▶ Work required: In the items below, rewrite the stretch from the line that contains "312L285 297L280 295L274" through the line that contains "positive clicks: (257, 320)", swapping "rough mask" for "coarse mask" and leaving everything else unchanged.

--- Data to use ---

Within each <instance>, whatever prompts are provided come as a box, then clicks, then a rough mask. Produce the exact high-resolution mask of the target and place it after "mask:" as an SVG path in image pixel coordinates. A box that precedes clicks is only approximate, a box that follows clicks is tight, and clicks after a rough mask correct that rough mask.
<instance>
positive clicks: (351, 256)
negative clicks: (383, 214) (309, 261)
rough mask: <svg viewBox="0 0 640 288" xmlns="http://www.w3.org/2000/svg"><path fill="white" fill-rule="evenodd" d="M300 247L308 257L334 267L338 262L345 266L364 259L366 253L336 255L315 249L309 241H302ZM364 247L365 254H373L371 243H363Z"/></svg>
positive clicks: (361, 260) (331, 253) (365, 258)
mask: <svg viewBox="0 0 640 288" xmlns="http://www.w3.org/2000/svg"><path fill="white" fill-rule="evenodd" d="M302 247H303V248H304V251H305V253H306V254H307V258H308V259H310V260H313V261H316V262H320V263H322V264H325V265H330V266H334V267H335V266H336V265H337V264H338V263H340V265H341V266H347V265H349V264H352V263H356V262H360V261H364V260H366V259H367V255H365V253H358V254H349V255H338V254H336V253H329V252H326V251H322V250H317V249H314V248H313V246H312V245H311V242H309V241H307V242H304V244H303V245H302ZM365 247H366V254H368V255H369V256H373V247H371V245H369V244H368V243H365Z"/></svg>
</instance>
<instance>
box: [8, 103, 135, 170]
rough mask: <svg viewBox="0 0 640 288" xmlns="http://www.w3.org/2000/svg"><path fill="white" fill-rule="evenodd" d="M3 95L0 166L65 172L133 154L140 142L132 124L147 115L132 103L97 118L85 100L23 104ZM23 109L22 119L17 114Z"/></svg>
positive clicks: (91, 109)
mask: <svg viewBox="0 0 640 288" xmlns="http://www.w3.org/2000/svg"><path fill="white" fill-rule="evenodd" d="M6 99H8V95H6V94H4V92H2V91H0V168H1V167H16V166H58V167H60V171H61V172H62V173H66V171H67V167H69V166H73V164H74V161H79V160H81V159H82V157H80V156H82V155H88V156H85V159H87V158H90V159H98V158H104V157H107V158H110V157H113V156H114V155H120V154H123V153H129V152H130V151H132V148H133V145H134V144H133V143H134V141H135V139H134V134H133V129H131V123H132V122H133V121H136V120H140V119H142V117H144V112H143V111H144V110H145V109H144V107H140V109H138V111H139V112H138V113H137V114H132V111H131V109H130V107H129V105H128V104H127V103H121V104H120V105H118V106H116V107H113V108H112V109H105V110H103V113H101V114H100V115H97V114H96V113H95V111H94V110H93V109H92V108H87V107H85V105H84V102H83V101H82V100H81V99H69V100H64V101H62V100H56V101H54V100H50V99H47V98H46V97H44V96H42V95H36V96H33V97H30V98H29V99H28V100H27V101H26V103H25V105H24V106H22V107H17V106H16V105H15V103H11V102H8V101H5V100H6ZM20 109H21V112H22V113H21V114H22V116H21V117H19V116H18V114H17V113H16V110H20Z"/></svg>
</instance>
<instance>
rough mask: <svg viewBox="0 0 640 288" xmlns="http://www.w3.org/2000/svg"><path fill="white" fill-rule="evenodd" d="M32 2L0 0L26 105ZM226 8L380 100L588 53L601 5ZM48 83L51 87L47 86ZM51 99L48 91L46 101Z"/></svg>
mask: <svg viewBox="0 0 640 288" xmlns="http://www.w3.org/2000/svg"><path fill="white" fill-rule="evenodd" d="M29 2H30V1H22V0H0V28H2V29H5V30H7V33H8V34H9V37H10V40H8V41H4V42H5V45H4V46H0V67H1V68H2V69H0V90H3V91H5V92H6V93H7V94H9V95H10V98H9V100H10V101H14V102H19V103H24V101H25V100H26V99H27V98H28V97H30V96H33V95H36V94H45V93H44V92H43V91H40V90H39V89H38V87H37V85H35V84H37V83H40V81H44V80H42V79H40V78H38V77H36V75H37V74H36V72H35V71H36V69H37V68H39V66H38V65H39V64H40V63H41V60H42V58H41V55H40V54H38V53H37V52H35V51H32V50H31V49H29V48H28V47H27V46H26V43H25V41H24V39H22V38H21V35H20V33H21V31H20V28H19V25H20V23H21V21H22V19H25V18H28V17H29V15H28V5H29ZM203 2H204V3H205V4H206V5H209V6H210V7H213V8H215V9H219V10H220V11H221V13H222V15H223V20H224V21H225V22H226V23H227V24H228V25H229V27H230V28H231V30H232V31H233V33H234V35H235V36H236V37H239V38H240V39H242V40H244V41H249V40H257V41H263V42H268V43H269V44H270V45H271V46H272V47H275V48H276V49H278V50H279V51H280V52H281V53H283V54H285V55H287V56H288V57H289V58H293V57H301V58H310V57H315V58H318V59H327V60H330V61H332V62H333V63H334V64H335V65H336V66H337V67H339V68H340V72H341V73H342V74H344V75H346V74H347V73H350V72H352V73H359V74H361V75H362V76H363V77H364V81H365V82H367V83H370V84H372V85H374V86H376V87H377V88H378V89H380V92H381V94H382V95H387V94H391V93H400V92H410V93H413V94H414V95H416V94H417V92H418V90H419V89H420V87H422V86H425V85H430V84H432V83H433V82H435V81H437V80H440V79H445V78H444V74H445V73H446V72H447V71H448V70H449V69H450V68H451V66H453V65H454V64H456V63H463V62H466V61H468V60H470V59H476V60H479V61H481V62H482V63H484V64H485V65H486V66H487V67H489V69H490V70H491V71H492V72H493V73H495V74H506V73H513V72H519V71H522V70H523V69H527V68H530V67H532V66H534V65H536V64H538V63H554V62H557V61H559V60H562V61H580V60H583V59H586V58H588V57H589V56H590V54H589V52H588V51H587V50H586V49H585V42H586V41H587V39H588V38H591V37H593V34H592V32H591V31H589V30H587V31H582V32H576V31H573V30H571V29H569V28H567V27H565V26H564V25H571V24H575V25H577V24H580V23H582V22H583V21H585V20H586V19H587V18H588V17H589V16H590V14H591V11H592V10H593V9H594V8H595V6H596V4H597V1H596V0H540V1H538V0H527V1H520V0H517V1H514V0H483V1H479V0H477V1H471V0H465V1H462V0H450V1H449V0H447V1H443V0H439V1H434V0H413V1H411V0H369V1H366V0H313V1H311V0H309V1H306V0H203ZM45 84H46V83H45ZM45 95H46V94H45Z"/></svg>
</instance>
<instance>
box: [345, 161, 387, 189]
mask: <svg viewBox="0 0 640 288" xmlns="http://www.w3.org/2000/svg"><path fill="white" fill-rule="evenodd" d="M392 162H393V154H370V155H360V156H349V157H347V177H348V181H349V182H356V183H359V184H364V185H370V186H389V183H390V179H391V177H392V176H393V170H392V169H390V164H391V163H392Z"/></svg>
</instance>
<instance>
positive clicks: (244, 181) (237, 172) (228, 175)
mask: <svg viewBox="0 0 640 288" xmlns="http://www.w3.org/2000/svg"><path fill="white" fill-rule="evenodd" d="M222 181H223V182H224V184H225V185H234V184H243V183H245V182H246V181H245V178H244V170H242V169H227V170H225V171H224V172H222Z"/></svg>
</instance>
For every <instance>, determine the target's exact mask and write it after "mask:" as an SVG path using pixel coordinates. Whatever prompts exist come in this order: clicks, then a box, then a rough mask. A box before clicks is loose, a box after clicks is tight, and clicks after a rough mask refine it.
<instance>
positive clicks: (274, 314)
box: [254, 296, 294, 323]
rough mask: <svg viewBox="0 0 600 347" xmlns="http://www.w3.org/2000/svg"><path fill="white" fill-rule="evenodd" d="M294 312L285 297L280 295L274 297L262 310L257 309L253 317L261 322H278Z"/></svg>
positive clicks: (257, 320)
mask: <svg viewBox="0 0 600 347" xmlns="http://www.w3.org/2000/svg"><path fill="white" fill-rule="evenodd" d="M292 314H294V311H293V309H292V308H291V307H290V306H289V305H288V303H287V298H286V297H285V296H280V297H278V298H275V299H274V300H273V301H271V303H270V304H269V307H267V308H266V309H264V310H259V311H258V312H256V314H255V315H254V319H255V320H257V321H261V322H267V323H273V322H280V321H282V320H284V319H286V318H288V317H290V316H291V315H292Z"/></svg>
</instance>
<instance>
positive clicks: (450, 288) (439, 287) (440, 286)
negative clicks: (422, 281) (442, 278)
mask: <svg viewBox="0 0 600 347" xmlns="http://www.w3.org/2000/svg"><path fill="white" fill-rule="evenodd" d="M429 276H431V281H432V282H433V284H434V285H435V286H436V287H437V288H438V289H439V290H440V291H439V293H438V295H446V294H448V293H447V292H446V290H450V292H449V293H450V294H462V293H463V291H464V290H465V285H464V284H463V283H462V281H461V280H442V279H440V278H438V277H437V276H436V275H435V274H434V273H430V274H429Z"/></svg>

---

▶ Exercise output:
coarse mask: <svg viewBox="0 0 600 347" xmlns="http://www.w3.org/2000/svg"><path fill="white" fill-rule="evenodd" d="M294 312L285 297L280 295L274 297L262 310L257 309L253 317L261 322H278Z"/></svg>
positive clicks: (257, 320)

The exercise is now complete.